## [BRIEF 1]
In the article on mental health stigma, what percentage of patients in the decades-long study showed significant improvement and/or recovery?
## [BRIEF 2]
Continue the article on mental health stigma, beginning after its final sentence.

Understanding Mental Health More Each Day

Veterans may be interested in some highlights from Grand Rounds held this month, “Facing Down Stigma in the Consulting Room: Reality Oriented Treatment.”

Psychiatrist Bruce Levine, MD, Director of Education at the NY Harbor Healthcare System, challenged the stereotypes, and resultant stigmas, about mental illness. Nineteenth and early twentieth century psychiatrists viewed schizophrenia, for example, as having an unremitting, deteriorating course. That old view is now questioned.

In one recent study, which followed patients over decades, 68 percent showed significant improvement and/or recovery. Another study showed less, but still significant, improvement. Dr. Levine observed that even today, if psychiatric trainees see patients only when they are acutely ill, and in the hospital, this creates an unduly pessimistic view of patients’ longer term recovery potential.

Recovery, he noted, is defined as “a journey of healing and transformation enabling a person with a mental health problem to live a meaningful life in a community of his or her own choice while striving to achieve his or her full potential.”

Rehabilitation, social skills training, psychotherapy, and medication to lessen symptoms can all aid this “journey.” Noting that current biological explanations for mental conditions have not lessened stigma, Dr. Levine warned against an exclusive reliance on biological factors in either the causation or treatment of mental conditions. Apropos of Suicide Prevention Week, during which he gave his talk, Dr. Levine reminded us that the prevention of suicide is the first, and obviously crucial, step on that “journey” of recovery.

Mental health professionals need to focus on where the patient hurts, and how he or she has coped with that hurt throughout life. When stereotypes about mental illness lead to low expectations, outcomes are low too. However, expectations must also be practical and patient-centered. For example, doctors expect that patients will follow a treatment plan; when they don’t, that doesn’t mean the patient is simply uncooperative, but rather, that a tolerable treatment plan has probably not yet been developed.

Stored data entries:
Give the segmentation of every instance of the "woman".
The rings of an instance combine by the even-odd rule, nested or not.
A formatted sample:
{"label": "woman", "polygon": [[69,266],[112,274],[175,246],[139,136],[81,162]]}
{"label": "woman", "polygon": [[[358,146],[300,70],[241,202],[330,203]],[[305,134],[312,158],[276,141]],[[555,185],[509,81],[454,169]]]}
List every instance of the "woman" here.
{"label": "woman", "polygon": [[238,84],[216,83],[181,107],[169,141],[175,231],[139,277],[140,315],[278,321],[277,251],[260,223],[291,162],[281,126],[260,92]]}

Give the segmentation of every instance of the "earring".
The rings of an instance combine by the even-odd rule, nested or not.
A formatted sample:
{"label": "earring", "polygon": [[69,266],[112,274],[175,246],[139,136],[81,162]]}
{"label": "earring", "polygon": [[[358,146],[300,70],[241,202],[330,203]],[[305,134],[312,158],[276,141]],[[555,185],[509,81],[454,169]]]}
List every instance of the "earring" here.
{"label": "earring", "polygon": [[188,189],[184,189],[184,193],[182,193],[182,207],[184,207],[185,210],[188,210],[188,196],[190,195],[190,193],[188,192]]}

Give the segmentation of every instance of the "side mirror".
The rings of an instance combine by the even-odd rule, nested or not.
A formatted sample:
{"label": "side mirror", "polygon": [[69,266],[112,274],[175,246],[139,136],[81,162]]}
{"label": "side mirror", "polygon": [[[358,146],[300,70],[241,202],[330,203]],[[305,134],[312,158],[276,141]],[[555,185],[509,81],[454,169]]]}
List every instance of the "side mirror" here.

## [TASK OUTPUT 1]
68 percent

## [TASK OUTPUT 2]
The mental health professional’s genuine, yet respectful, interest in the patient is shown by certain practices in the consulting room. For example, Dr. Levine recommended looking at the patient, not at the computer screen or other electronic device, and not answering the phone or allowing other interruptions during the appointment. This allows the practitioner to concentrate on the patient in the room, and lets the patient know that he or she is the priority at that time. Simple medical and human courtesy, to be sure, but sometimes too easy to forget in our age of instantaneous electronic communication.

Patients do not want to be, and should not be, defined by their illnesses, he said. Like others, they are trying to lead their lives, often under big challenges. Having begun his talk with a reminder that the prevention of suicide–staying alive–is the first step in recovery, Dr. Levine closed with a quote from a former patient that summarizes the main message of this Grand Rounds: “Diseases have symptoms, machines function, but patients live.”